_SUPPLIED RECORDS_

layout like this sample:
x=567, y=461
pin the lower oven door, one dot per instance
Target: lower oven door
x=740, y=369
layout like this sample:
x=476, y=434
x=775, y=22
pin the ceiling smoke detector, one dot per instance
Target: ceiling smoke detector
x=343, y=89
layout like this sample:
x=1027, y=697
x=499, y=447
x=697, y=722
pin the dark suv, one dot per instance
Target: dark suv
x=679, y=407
---
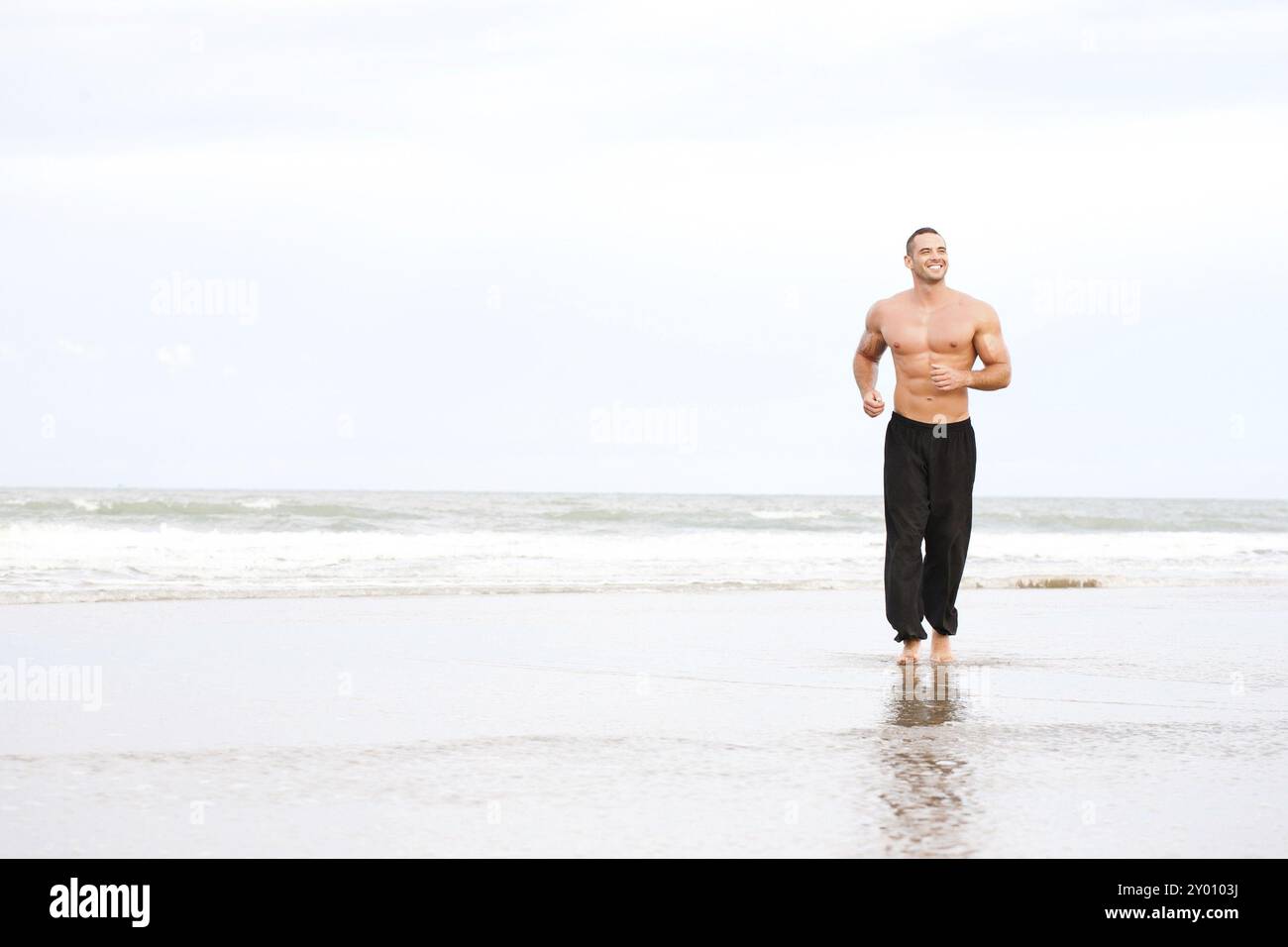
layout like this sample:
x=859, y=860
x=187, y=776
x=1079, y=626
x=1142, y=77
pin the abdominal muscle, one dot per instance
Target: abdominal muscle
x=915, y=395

_STATED GOAL_
Pull out every line of the records that contains the word "oven".

_EXERCISE RESULT_
pin the lower oven door, one dot per instance
Target: lower oven door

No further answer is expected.